***** DATA EXTRACT *****
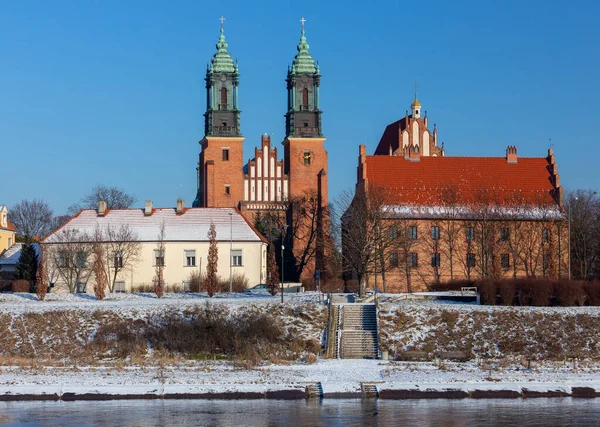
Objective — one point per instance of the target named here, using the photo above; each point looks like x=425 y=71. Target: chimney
x=101 y=208
x=180 y=206
x=148 y=208
x=511 y=154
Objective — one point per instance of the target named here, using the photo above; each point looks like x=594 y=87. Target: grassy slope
x=496 y=332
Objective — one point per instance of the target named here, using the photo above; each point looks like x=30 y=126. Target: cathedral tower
x=304 y=148
x=220 y=176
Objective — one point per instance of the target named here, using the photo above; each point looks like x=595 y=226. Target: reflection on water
x=327 y=412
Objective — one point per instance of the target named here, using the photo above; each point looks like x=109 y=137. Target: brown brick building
x=265 y=184
x=445 y=218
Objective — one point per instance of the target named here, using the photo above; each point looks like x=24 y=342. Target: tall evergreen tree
x=212 y=280
x=27 y=265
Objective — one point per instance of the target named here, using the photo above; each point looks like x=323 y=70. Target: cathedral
x=265 y=183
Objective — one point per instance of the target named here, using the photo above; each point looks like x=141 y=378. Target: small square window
x=190 y=258
x=470 y=233
x=412 y=232
x=159 y=258
x=470 y=260
x=236 y=258
x=413 y=259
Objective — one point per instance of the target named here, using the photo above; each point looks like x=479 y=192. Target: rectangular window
x=118 y=260
x=470 y=260
x=412 y=232
x=120 y=286
x=236 y=258
x=81 y=260
x=190 y=258
x=470 y=233
x=413 y=259
x=159 y=258
x=545 y=235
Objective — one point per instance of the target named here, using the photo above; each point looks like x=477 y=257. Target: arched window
x=305 y=98
x=223 y=98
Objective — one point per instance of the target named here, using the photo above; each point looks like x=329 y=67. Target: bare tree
x=159 y=283
x=101 y=281
x=68 y=254
x=32 y=218
x=121 y=249
x=584 y=209
x=362 y=216
x=114 y=197
x=212 y=280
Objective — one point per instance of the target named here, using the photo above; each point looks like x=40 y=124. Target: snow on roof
x=191 y=226
x=548 y=213
x=11 y=255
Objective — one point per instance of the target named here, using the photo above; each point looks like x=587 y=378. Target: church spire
x=303 y=117
x=303 y=62
x=416 y=106
x=222 y=117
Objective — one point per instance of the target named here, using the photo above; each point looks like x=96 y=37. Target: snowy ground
x=25 y=302
x=336 y=376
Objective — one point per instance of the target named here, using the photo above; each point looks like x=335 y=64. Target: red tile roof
x=474 y=178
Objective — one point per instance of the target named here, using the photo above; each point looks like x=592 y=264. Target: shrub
x=569 y=293
x=541 y=292
x=507 y=290
x=488 y=292
x=592 y=290
x=239 y=283
x=20 y=286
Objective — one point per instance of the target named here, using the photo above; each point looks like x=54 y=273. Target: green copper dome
x=222 y=62
x=303 y=62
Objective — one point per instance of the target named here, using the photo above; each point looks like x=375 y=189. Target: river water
x=327 y=412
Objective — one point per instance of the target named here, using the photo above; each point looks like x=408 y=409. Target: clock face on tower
x=306 y=157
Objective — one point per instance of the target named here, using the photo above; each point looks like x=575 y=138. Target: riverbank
x=337 y=379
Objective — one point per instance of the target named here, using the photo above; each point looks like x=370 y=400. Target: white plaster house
x=186 y=243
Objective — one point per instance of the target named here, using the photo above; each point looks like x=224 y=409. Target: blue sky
x=112 y=92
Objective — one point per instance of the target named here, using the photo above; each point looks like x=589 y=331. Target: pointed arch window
x=223 y=105
x=305 y=99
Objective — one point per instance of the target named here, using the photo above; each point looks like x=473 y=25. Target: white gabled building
x=186 y=243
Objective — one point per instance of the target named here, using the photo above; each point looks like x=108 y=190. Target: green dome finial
x=303 y=62
x=222 y=61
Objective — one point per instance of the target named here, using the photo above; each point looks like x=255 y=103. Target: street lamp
x=570 y=202
x=230 y=252
x=284 y=228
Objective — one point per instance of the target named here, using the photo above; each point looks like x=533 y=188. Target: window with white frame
x=236 y=258
x=159 y=258
x=190 y=258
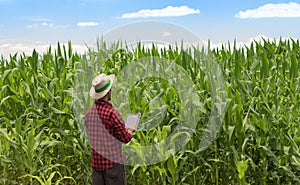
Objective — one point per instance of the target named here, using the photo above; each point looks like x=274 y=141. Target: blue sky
x=28 y=24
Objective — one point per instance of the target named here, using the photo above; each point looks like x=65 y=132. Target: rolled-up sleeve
x=119 y=130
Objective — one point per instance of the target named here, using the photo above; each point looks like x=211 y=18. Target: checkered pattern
x=107 y=133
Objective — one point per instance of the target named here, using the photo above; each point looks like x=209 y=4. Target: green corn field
x=44 y=97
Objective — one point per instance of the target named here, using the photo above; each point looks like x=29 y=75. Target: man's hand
x=130 y=130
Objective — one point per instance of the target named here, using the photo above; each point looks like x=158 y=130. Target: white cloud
x=283 y=10
x=166 y=34
x=169 y=11
x=44 y=25
x=87 y=24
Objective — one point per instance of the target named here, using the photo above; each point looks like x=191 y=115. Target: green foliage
x=44 y=98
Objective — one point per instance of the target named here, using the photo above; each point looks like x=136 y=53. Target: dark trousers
x=113 y=176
*****
## THE REQUEST
Copy out the items word for word, from the line holding "green copper dome" through the line holding "x=119 y=130", both lines included. Omit the pictures from your copy.

## ANSWER TO THIS PROBLEM
Objective — one point per instance of the target named here, using the photo above; each point looks like x=54 y=273. Target: green copper dome
x=222 y=62
x=303 y=62
Objective — one point per instance of the target named here, using the photo above; each point looks like x=375 y=189. Target: river water
x=327 y=412
Objective — one point per instance of the target named here, using the photo above; each point looks like x=408 y=409. Target: clock face on tower
x=306 y=157
Objective — one point per instance of the target named here, using the photo above; each point looks like x=575 y=138. Target: riverbank
x=337 y=379
Objective — one point per instance of the target named here, using the photo above; each point looks like x=370 y=400. Target: white plaster house
x=186 y=243
Objective — one point per instance of the target named here, using the photo above; each point looks like x=224 y=409. Target: blue sky
x=112 y=92
Objective — one point per instance of the target named here, using the photo above; each point looks like x=589 y=331. Target: pointed arch window
x=223 y=105
x=305 y=99
Objective — one point per instance of the target named here, using the photo above; each point looks like x=473 y=25. Target: white gabled building
x=186 y=243
Objective — one point per instance of the target named here, using the photo above; each point looks like x=108 y=190. Target: green dome finial
x=303 y=62
x=222 y=61
Objective — one point per instance of the target named here, using the photo above; each point looks like x=255 y=103. Target: street lamp
x=570 y=202
x=230 y=252
x=284 y=228
Objective — one point per instance of the target named here, using the photo above; each point looks like x=533 y=188. Target: window with white frame
x=236 y=258
x=159 y=258
x=190 y=258
Objective — one point per instance of the target named here, using the photo above; each point looks like x=274 y=141. Target: blue sky
x=28 y=24
Objective — one point per instance of the target named here, using the photo above; each point looks like x=65 y=132. Target: rolled-up sleeve
x=119 y=130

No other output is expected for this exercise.